> **Problems to solve**
1) Please write out, word for word, the part of the passage about putting Hannah on the train that opens with the words containing "I put Hannah on the train way" and closes with "excuse for hurtling?".
2) Carry the passage about putting Hannah on the train and the voice lesson forward from its final sentence.

I put Hannah on the train way too early this morning in an absolute sense aside from the losing-Hannah aspect. I haven’t been out of bed that early since I stopped service ringing. . . . and we just lost our frelling spring-forward hour this weekend. I am seriously not of this planet right now. But (being awake for) millions of hours of daylight is, I admit, rather jolly, and the weather goes on being spectacular* if spectacularly dry.**
So I put Hannah on the train and, sobbing brokenly, parked Wolfgang under a tree near the station and took hellhounds for a hurtle. Of course I brought them with me. Doesn’t everyone with companion canines take advantage of every possible excuse for hurtling?
Mrs Redboots
I love the way you stress that you know every pub in Mauncester by name only. . . . I have to admit I’d been wondering. . . .
Well, there are critter-friendly pubs, but we’re generally not going inside even when we can. We’re hurtling. But Mauncester is a good walking town, I’ve lived in this area for twenty (and a half) years, and ferreting around in the twisty back bits is fun. I don’t remember when I crossed the line where I (mostly) stop worrying about getting lost because I know enough of Mauncester that I won’t stay lost very long, but at this point I seek out the bits (especially twisty back bits) I don’t know. During the foot-and-mouth crisis when the entire countryside was closed we hurtled that generation of resident four-legs in Mauncester and Prinkle-on-Weald.*** Prinkle-on-Weald is now pretty much too far away for anything but an adventure, but Mauncester is closer than it was from the old house. I also have a very minor fantasy about living in Mauncester—where you can be walking distance of a library†, a cinema and a train station, as well as some very nice English countryside. It’s not going to happen, but it makes an agreeable directional fantasy: okay, do I want to live in this neighbourhood? How does the pub look?
After this we went back to the mews where I alternately poured cold water over my head and guzzled hot caffeine in a (mostly futile) attempt to wake up. But I still managed to pretend to sing a little, and went off to my voice lesson. You are probably aware by other standards that life is full of ratbaggishness? Over the weekend I’d sung less well than I can, because I was busy being nerrrrrrvous about singing for someone. While, perversely and simultaneously, I found myself able to ham it up more than I can for Nadia or Oisin—because my audience was a relaxed, friendly and nonprofessional one††. Nadia, of course, heard what I was (or wasn’t) doing almost immediately, sorted me out with rather embarrassing swiftness††† and then threw me into Dove Sei, which I had cornballed up in a shocking manner for Peter and Hannah. And of course I stiffened up and sang it like a funerary urn, if funerary urns sang—and this despite the fact that I was making a better quality of noise, if you follow me. ARRRRRGH. That’s fine, said Nadia, that’s a very nice tone, now sing it like you’re ENJOYING it.

> **Source data**
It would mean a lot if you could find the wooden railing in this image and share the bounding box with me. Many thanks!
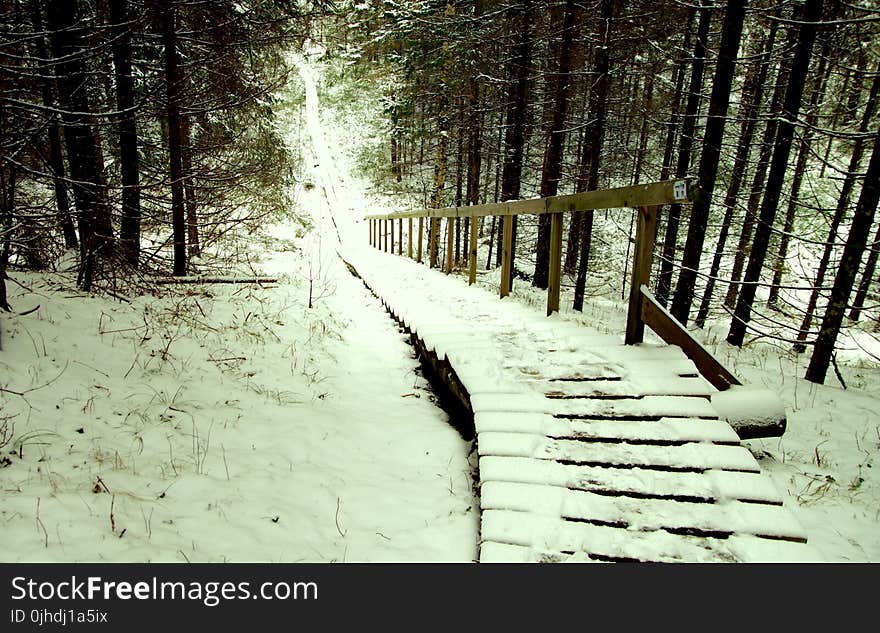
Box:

> **Solved tasks**
1)
I put Hannah on the train way too early this morning in an absolute sense aside from the losing-Hannah aspect. I haven’t been out of bed that early since I stopped service ringing. . . . and we just lost our frelling spring-forward hour this weekend. I am seriously not of this planet right now. But (being awake for) millions of hours of daylight is, I admit, rather jolly, and the weather goes on being spectacular* if spectacularly dry.**
So I put Hannah on the train and, sobbing brokenly, parked Wolfgang under a tree near the station and took hellhounds for a hurtle. Of course I brought them with me. Doesn’t everyone with companion canines take advantage of every possible excuse for hurtling?

2)
Sigh.
Diane in MN
. . . as an opera fan, I tend to cringe when opera singers decide to make crossover albums. South Pacific may have worked for Ezio Pinza, but Placido Domingo as Tony in West Side Story was not a good idea. And there is a cruel recording of Jose Carreras singing Jingle Bells. . . .
JINGLE BELLS? Oh my . . . gods. Oh. Eeeep. Did Domingo do a West Side Story? OUCH. I lose all respect, etc. Kiri te Kanawa and Jose Carreras—poor old Jose is listening to the wrong advice, clearly—were bad enough: I agree that crossover is mostly dire.‡ But I’d gladly—gladly—forfeit all possibility of singing Maria plausibly‡‡ in exchange for sounding like te Kanawa.‡‡‡
* * *
* Anthea tonight on the treble commented on the excellence of the view: where you stand to ring the treble at Glaciation^ is opposite one of those little high arched church windows, and in this case you could see a shiny crescent moon and some glittering planet or other through it. I had been ringing the treble before her, but I had been staring at the floor in an agony of concentration. If I’d noticed the moon I would merely have instantly gone wrong.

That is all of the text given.